**Requirements**
[A] In the forum thread, what does artgecko put beneath the shredded aspen?
[B] Give the username of each person who posted in the forum thread.

───── Extract ─────

For more details on the proper use and recommendations for fleece
https://www.guineapigcages.com/forum...ject-The-Study


----------



## artgecko (Nov 26, 2013)

Either get the cement mixing tubs and cut them to fit your DCN or buy the metal pans from Bass to hold bedding in. If you have no way to wash cloth liners, then you will need to use bedding. I bought the pans from Bass for my DCN and am using bedding. I got them an extra 1/2" taller (so they are 3" tall) and they keep most of the bedding in. I still have to sweep up every other day, but There is no smell from the bedding for 1-2 weeks vs. me having to change out fleece 3-4 x a week to keep smell down. I use a mix of shredded aspen with a thin layer of horse stall pellets below it. 

If you really want to try fleece / blankets, the only way I can see it possibly working is to hand wash them in the tub using detergent and vinegar / baking soda... but that would be loads of work and possibly still not get them 100% clean.


----------



## Jenniferinfl (Mar 25, 2016)

Bass pans... I love mine. Spouse was going to make me some, but, they just didn't have any light enough gauge scrap at work for him to make it out of, so, I bought some instead. 

They are awesome! A couple bedding bits still get out, but, very little. Before the pans came in I was getting so frustrated vacuuming around the cage.. lol 

As for washing, just get yourself a 5 gallon bucket and prewash before you put hammocks and things like that in the washing machine. Just add hot water, a small amount of detergent and vinegar and swish them around until you've removed any stuck on debris. Then you can put them in the washing machine without having to fish nastiness out of your washing machine later.


----------



## RatAtat2693 (Jan 13, 2016)

Jenniferinfl said:


> Bass pans... I love mine. Spouse was going to make me some, but, they just didn't have any light enough gauge scrap at work for him to make it out of, so, I bought some instead.
> 
> They are awesome! A couple bedding bits still get out, but, very little. Before the pans came in I was getting so frustrated vacuuming around the cage.. lol
> 
> As for washing, just get yourself a 5 gallon bucket and prewash before you put hammocks and things like that in the washing machine. Just add hot water, a small amount of detergent and vinegar and swish them around until you've removed any stuck on debris. Then you can put them in the washing machine without having to fish nastiness out of your washing machine later.


Where have you been all my life? Wish I had thought of that. 

I just take mine to the laundromat. They have a washer designated for horse laundry, so if anyone has any complaints, we can all point to the sign and be like, "Then don't put your clothes in there."


----------



## MeganR (Mar 25, 2016)

I actually just found something that seems to be working really well for me! I have two males. These are my first rats and I've had them for about a month and a half so I've done a lot of experimenting. _I too am quite sensitive to the smell and had been a little discouraged that their cage was smelling up the room_. Anyway, this is what is working for me, and has generally helped reduce odor all around, and created less stinky laundry to wash. 
First, I got about 3 yards of fleece from Hobby Lobby (you can use a 40% off coupon on your phone and save some money). Then I cut out rectangles about the size of the bottom part of the cage. I also made several hammocks using this method (https://www.google.com/search?q=no+...hWM7yYKHTFNCm0Q_AUICCgD#imgrc=H7lqVExeMcQJdM:)

───── Extracted entries ─────

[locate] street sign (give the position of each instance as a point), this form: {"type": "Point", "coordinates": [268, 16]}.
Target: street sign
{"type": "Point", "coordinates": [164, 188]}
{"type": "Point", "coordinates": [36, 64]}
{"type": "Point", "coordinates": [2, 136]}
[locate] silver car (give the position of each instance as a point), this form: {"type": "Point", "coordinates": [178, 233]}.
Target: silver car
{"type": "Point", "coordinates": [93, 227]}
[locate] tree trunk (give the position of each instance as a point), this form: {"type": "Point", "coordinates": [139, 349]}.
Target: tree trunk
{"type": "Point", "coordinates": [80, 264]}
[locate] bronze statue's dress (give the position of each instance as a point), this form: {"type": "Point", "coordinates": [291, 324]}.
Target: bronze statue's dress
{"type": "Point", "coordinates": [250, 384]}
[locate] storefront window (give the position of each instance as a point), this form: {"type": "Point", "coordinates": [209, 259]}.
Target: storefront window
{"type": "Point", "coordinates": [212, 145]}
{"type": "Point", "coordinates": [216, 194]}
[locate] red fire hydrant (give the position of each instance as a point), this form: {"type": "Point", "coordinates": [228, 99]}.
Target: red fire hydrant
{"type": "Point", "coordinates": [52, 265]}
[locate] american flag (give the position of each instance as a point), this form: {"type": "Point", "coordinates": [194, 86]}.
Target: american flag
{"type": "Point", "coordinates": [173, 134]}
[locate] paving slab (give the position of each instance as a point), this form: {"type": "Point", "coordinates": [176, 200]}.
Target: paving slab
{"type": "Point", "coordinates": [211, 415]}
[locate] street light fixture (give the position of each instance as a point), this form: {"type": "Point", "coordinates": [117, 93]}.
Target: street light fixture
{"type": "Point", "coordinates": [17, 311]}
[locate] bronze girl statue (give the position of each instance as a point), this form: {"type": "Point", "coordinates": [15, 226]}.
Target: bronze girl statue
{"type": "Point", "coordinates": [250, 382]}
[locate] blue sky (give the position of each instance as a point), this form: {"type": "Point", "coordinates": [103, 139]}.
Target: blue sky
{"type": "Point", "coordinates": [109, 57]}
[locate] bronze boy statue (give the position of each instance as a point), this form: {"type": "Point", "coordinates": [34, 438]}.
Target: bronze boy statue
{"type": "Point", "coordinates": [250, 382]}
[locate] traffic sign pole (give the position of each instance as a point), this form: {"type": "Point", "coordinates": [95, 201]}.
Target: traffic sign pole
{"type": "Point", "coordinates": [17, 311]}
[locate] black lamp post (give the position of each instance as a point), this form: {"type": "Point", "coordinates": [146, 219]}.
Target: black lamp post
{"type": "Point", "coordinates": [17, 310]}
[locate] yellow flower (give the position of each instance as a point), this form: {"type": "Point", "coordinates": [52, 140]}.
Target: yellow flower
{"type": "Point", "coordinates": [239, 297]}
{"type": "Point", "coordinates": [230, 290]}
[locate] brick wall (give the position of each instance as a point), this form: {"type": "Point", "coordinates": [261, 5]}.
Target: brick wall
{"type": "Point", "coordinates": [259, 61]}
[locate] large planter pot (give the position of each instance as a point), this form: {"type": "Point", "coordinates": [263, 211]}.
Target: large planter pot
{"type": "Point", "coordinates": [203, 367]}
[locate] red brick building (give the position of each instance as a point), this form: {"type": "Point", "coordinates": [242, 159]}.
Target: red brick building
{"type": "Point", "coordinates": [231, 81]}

─────

**Solutions in order**
[A] A thin layer of horse stall pellets.

[B] artgecko, Jenniferinfl, RatAtat2693, MeganR